Start of PROVIDED MATERIAL

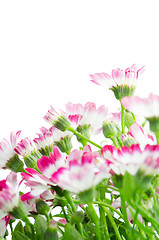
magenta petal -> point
(44, 163)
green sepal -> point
(87, 196)
(42, 207)
(51, 232)
(40, 227)
(122, 91)
(65, 144)
(71, 233)
(77, 217)
(20, 212)
(62, 123)
(19, 236)
(15, 164)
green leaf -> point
(40, 227)
(19, 236)
(71, 233)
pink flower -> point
(44, 139)
(25, 146)
(141, 136)
(87, 115)
(3, 225)
(58, 120)
(9, 197)
(146, 107)
(41, 182)
(119, 77)
(7, 148)
(132, 159)
(85, 170)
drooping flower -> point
(9, 196)
(122, 83)
(3, 225)
(8, 157)
(87, 119)
(146, 107)
(41, 182)
(86, 169)
(141, 136)
(58, 120)
(44, 141)
(28, 150)
(132, 159)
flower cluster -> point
(90, 191)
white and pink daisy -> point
(145, 107)
(9, 196)
(58, 120)
(41, 182)
(132, 159)
(28, 150)
(141, 135)
(7, 151)
(87, 117)
(122, 83)
(86, 169)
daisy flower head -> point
(87, 119)
(44, 141)
(8, 157)
(86, 169)
(122, 83)
(9, 195)
(58, 120)
(28, 150)
(132, 159)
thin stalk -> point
(103, 223)
(70, 201)
(96, 221)
(112, 223)
(81, 136)
(115, 141)
(109, 206)
(122, 119)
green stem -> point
(95, 220)
(70, 201)
(103, 224)
(115, 141)
(112, 223)
(122, 119)
(109, 206)
(81, 136)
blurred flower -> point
(86, 169)
(87, 119)
(58, 120)
(9, 195)
(3, 225)
(132, 159)
(122, 83)
(8, 157)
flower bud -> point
(77, 217)
(42, 207)
(110, 129)
(51, 232)
(15, 164)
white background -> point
(49, 48)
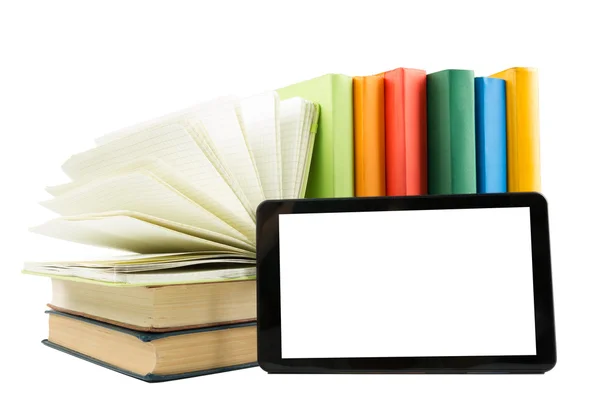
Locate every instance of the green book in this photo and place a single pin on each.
(332, 166)
(451, 132)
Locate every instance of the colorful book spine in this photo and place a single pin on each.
(451, 132)
(490, 134)
(405, 132)
(332, 165)
(369, 136)
(523, 129)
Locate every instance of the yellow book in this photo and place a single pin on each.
(523, 129)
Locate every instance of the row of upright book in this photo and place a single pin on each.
(407, 132)
(180, 192)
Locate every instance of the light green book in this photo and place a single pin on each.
(332, 167)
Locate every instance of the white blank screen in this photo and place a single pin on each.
(407, 284)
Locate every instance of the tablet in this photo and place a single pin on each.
(424, 284)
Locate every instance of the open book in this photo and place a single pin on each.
(182, 191)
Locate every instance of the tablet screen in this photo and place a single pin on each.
(411, 283)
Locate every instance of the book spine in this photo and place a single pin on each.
(451, 132)
(405, 132)
(523, 130)
(343, 136)
(369, 136)
(490, 132)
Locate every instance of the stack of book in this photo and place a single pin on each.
(181, 193)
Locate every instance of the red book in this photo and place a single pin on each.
(405, 132)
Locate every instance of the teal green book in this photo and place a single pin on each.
(451, 132)
(154, 357)
(332, 165)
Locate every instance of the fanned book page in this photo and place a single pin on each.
(181, 187)
(296, 128)
(260, 118)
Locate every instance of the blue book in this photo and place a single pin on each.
(490, 134)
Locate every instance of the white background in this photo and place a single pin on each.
(72, 71)
(414, 284)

End of PROVIDED MATERIAL

STATED TASK:
Reproduce the records above verbatim, starting at the line that contains "Locate every instance of the teal" and continuing through the final line of the records.

TASK ANSWER:
Locate every instance of the teal green book in this photo and place a single pin on each.
(451, 132)
(154, 357)
(332, 165)
Locate every instance of the fanned book page in this photo and place a single pin on each.
(181, 187)
(296, 128)
(260, 118)
Locate every instance of the blue book in this photo and place a single pin on each.
(490, 134)
Locate every instance of the white background in this photo and place a single pin on each.
(72, 71)
(414, 284)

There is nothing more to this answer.